## [DATA EXCERPTS]
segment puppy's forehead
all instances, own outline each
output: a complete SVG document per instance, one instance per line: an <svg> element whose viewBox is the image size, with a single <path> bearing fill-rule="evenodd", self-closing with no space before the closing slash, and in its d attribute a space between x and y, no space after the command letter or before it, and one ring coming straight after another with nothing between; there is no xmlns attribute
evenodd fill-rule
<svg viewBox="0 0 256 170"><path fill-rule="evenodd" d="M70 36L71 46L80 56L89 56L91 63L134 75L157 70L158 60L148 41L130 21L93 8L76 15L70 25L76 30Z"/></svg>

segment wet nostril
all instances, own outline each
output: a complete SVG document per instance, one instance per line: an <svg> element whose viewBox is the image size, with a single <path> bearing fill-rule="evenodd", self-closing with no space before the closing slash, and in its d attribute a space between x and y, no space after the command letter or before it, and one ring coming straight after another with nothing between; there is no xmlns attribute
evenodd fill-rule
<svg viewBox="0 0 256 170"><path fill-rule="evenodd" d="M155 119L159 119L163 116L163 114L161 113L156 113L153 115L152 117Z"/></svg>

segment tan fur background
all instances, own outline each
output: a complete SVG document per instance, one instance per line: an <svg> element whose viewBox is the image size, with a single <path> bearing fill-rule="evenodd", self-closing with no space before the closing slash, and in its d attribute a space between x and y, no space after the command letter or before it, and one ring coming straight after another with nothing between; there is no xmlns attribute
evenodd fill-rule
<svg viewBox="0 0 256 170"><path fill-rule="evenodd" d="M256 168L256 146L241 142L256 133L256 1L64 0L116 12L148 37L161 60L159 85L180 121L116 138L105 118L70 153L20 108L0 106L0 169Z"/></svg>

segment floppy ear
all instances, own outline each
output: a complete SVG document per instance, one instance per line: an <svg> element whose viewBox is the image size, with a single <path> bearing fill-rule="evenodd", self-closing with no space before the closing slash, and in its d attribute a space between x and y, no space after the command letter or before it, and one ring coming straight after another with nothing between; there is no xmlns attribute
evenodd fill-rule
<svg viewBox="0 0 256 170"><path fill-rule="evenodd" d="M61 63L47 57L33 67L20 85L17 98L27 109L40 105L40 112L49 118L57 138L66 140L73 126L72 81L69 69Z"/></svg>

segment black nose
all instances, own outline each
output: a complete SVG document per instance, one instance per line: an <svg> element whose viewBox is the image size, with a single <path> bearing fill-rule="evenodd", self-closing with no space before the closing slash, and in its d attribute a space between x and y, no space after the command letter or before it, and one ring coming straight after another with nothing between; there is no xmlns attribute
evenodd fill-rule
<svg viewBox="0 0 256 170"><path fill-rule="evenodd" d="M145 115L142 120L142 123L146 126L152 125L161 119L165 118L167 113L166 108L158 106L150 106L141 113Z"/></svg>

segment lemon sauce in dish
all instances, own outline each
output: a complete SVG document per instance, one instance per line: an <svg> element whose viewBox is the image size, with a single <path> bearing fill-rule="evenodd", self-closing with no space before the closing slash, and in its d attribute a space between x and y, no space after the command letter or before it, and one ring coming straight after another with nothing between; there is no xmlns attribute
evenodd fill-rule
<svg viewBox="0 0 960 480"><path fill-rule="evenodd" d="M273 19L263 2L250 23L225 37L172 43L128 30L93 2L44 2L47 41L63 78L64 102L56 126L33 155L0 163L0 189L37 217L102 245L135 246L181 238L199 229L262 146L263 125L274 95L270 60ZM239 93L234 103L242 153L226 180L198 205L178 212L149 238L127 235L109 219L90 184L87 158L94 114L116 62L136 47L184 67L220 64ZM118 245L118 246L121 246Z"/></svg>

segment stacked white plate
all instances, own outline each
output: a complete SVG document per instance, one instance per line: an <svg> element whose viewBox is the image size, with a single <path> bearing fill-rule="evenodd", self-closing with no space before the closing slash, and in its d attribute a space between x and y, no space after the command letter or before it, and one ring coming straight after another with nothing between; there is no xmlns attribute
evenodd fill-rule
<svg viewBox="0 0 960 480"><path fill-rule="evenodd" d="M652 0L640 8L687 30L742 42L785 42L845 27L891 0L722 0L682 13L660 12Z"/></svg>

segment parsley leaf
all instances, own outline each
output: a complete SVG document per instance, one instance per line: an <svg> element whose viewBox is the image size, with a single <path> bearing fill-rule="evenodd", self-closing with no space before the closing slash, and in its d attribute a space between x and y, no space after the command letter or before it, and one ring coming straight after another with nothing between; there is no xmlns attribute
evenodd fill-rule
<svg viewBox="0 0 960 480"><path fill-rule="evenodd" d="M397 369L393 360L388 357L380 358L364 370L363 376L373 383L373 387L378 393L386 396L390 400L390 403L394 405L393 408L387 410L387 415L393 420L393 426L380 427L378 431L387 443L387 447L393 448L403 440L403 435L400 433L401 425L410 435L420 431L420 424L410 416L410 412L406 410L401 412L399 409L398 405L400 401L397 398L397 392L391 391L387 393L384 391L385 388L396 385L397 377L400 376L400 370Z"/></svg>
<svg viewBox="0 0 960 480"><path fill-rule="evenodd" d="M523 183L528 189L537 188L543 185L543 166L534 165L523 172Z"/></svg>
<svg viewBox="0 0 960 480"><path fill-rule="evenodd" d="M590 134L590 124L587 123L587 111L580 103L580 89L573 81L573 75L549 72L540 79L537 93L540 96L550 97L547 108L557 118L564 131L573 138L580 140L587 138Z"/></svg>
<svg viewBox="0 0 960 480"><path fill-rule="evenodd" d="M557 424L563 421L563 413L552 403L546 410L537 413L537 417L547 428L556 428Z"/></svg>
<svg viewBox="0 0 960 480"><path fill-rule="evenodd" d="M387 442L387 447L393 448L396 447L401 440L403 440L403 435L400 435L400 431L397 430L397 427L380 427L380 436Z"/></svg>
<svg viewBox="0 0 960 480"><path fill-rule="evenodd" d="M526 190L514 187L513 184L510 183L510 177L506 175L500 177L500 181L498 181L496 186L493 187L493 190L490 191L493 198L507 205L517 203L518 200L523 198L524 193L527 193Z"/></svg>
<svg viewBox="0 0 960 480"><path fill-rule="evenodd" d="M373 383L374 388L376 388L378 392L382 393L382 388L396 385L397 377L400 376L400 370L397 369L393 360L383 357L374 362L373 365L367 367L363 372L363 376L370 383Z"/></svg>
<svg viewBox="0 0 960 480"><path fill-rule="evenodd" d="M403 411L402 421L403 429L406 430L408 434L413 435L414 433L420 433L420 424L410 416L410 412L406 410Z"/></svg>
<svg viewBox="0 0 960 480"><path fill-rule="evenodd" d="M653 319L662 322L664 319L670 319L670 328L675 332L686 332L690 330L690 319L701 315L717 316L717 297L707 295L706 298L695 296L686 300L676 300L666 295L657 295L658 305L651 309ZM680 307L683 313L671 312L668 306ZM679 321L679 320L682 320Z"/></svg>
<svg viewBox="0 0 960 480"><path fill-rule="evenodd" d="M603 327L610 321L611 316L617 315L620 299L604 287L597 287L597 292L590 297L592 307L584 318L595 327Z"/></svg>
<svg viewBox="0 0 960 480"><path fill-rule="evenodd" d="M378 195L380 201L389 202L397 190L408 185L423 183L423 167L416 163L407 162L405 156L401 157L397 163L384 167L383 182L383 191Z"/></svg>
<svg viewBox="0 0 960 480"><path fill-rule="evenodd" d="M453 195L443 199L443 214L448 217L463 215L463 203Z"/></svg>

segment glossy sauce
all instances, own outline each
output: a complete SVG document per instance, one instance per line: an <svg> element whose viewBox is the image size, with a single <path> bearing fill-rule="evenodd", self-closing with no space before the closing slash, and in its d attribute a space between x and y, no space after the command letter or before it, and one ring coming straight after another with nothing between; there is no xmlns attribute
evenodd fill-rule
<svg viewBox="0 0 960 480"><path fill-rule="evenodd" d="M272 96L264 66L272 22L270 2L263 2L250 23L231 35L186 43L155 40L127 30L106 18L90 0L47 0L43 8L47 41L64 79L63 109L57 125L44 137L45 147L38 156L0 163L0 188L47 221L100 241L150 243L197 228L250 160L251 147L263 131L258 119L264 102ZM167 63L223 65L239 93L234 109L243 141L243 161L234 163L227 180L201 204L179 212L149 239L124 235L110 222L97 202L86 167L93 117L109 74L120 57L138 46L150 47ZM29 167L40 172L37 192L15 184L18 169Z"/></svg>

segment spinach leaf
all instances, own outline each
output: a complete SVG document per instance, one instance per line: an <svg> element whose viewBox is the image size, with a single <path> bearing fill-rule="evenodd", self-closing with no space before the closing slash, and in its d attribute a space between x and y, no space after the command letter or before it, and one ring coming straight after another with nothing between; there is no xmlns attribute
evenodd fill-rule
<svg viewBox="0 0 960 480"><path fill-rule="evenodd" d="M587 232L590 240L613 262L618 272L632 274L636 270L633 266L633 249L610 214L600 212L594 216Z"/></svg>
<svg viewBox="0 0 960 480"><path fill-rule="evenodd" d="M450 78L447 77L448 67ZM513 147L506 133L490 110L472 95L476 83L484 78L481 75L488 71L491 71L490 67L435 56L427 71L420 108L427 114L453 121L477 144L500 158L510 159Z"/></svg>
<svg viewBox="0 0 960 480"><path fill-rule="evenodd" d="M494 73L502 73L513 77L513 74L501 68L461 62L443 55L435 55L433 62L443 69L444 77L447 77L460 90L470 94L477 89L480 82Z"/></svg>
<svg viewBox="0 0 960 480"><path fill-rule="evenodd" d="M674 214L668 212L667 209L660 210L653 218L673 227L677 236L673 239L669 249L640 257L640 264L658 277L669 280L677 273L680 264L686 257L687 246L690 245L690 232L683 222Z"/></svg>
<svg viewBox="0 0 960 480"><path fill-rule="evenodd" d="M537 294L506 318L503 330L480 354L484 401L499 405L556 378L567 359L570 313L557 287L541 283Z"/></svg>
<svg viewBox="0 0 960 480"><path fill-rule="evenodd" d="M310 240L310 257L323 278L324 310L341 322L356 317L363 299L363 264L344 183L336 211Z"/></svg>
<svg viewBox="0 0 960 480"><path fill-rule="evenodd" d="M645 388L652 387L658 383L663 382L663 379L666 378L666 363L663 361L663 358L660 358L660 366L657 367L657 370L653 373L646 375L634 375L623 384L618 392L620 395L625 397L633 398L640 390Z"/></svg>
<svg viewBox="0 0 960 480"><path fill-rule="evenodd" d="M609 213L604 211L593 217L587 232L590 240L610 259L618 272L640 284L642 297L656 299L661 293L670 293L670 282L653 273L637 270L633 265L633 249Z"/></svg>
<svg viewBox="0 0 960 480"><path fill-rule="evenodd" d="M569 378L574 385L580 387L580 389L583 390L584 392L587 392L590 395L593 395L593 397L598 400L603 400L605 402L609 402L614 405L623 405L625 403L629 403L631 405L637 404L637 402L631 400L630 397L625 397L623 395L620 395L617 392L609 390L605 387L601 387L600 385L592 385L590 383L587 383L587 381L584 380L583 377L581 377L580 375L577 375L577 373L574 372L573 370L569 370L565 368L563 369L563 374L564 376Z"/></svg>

## [GOAL]
Please count the lines above that contain the string "segment", matching case exactly, and reply with the number alone.

## [ANSWER FOR THE TASK]
10